Please keep only the lines of the listing below that contain the string "leaf". Case matters.

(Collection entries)
=-=-=

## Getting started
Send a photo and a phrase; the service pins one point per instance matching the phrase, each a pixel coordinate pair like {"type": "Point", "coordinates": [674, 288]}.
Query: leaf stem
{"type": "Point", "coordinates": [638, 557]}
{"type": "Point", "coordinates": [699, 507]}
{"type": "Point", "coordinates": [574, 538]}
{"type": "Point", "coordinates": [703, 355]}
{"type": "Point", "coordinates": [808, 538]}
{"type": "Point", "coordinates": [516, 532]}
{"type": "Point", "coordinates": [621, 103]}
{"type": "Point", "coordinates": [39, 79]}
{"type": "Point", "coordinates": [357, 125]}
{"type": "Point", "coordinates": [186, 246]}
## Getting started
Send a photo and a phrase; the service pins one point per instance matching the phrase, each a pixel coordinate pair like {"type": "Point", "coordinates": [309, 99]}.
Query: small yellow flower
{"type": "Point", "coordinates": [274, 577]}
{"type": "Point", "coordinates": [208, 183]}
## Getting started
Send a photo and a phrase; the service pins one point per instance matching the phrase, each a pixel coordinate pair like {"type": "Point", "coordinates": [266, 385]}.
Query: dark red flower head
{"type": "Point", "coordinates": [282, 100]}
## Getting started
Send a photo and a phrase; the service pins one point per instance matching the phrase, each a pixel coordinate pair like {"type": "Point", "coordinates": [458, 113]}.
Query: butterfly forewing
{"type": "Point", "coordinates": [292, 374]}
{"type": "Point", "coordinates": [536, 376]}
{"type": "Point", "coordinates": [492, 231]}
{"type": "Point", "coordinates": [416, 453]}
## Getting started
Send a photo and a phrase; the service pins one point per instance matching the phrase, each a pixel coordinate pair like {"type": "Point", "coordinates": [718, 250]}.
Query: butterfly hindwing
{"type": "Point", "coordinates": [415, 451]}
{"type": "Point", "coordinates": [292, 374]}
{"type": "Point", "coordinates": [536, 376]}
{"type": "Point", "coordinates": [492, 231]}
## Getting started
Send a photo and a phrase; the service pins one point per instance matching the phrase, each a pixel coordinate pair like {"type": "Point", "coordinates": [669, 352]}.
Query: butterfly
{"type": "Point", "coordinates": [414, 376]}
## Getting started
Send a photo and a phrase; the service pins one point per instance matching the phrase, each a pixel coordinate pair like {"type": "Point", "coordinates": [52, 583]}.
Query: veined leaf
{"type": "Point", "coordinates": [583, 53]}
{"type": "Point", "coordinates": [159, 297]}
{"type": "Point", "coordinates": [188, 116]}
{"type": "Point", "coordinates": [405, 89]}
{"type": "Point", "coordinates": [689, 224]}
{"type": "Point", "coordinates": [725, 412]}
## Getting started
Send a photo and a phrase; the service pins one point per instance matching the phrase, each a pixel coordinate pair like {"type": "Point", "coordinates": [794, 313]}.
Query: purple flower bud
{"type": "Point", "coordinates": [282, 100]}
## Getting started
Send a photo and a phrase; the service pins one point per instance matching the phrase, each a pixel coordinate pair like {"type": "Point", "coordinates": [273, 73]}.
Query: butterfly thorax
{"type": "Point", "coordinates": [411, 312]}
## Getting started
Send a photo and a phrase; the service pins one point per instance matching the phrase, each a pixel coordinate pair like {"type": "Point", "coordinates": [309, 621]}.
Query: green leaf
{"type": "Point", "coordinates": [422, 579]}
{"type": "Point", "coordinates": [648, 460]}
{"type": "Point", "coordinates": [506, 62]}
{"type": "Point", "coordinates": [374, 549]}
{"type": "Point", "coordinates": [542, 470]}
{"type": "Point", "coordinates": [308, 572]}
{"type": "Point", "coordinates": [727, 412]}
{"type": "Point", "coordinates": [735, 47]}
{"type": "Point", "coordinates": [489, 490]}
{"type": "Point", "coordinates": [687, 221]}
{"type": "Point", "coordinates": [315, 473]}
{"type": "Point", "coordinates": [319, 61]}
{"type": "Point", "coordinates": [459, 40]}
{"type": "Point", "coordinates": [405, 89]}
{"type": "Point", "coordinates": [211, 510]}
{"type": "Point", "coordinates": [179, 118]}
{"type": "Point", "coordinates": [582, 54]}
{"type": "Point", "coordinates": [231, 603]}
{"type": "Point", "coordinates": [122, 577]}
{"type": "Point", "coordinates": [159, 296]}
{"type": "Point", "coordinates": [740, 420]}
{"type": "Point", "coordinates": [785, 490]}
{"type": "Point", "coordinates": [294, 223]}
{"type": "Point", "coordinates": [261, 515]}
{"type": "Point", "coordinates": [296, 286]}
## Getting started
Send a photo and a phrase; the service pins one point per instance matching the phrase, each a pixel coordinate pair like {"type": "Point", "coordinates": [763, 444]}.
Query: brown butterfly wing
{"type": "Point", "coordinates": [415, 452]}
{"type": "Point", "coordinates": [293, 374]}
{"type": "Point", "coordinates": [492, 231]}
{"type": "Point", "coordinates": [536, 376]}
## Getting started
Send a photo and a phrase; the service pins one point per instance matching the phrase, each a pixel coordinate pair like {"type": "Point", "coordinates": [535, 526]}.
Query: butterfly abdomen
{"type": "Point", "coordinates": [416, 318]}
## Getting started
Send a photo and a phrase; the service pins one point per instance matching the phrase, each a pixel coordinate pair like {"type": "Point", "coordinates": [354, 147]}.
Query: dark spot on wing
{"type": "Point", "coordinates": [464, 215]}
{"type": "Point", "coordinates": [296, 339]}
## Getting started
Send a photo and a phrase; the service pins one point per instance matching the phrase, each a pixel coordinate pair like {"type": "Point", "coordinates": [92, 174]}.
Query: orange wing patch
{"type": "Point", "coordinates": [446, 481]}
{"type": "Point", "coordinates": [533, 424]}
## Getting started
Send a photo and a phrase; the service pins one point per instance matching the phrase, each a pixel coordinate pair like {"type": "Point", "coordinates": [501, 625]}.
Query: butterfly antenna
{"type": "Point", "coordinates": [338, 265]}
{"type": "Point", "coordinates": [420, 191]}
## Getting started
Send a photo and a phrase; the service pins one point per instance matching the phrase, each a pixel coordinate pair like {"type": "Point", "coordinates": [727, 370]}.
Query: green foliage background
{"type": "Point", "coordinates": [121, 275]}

=-=-=

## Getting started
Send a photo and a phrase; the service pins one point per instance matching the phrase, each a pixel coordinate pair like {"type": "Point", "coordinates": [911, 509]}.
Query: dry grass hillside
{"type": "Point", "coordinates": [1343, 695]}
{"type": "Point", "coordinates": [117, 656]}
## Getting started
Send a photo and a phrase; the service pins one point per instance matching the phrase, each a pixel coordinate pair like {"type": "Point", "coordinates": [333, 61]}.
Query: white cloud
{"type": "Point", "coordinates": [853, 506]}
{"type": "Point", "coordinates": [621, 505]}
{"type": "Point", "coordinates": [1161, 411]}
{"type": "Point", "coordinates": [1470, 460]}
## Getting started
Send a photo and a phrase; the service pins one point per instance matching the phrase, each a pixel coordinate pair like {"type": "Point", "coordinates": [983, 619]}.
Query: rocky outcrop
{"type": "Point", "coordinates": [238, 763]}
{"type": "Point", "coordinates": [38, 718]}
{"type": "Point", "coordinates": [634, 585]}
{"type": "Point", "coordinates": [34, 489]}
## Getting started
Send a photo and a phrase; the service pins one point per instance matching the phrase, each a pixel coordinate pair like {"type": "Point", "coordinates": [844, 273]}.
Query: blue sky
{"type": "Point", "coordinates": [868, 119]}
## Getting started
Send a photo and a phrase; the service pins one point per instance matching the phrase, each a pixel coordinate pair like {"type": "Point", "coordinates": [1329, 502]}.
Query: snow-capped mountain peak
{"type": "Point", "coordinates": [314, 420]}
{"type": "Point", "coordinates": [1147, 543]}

=-=-=

**Written answer:**
Query: leaf stem
Query: veined leaf
Query: green leaf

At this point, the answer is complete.